◆ Trecho citado ◆
##########

FERNANDO CANZIAN; NELSON BLECHER
DA REPORTAGEM LOCAL

O norte-americano David Osborne, autor do livro best seller "Reinventando o governo", obra de cabeceira do presidente dos EUA Bill Clinton, acha que o Brasil precisa de um time de "intocáveis" para implantar a reengenharia no setor público.
Na sua opinião, o excesso de corrupção, funcionários e barganhas políticas constituem barreiras à reestruturação do Brasil.
Passo fundamental para a reengenharia, afirma, é expor as estatais ao mercado. "A competição faz maravilhas", diz.
Nesta quarta-feira, Osborne estará em Brasília —em sua primeira visita ao país— para participar do seminário "Reinventando o governo".
Na platéia, devem constar os ministros Luiz Carlos Bresser Pereira, da Administração Federal e Reforma do Estado, e Nelson Jobim, da Justiça.
Leia a seguir trechos da entrevista telefônica que Osborne concedeu à Folha na semana passada de seu escritório em Boston:
Folha - Qual o conselho que o sr. daria ao presidente Fernando Henrique Cardoso para fazer a reengenharia no Estado brasileiro?
David Osborne - O presidente deve montar uma estratégia específica e criar um time de líderes com poderes para implementar mudanças. Deve seguir quatro pontos básicos: 1) Mexer com a relação entre os servidores públicos e seus consumidores; 2) Criar prêmios para os serviços e empresas públicas que mostrarem resultados e punições para os que fracassarem; 3) Modificar a forma de controle, pois a maior parte do setor público é controlado desde o topo; 4) E mexer com a cultura e as normas do serviço público.
Também são quatro os setores que devem ser envolvidos: as próprias instituições públicas, o funcionalismo público, o setor político e o setor privado.
Folha - Na prática, o que o Brasil poderia fazer imediatamente?

##########

◆ Atividades propostas ◆
1) Segundo o trecho citado, de que cidade Osborne concedeu a entrevista telefônica à Folha?
2) Enumere os setores que, de acordo com Osborne no trecho citado, devem ser envolvidos na reengenharia do Estado.

◆ Conteúdo dos dados ◆
##########

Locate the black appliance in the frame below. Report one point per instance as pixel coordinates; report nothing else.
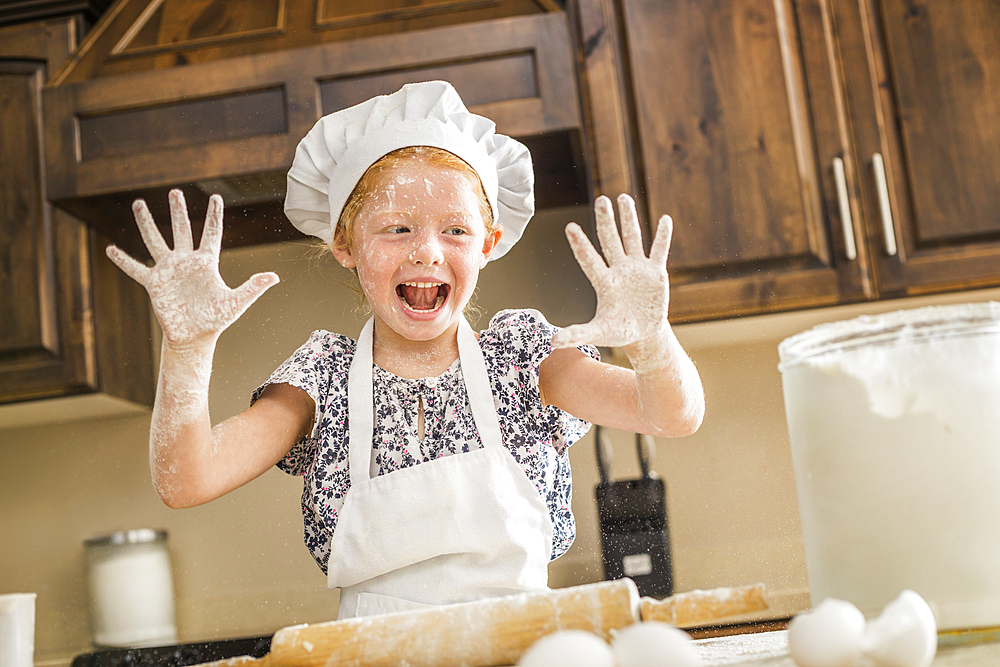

##########

◆ Respostas das atividades ◆
1) De Boston, onde fica seu escritório.

2) As próprias instituições públicas, o funcionalismo público, o setor político e o setor privado.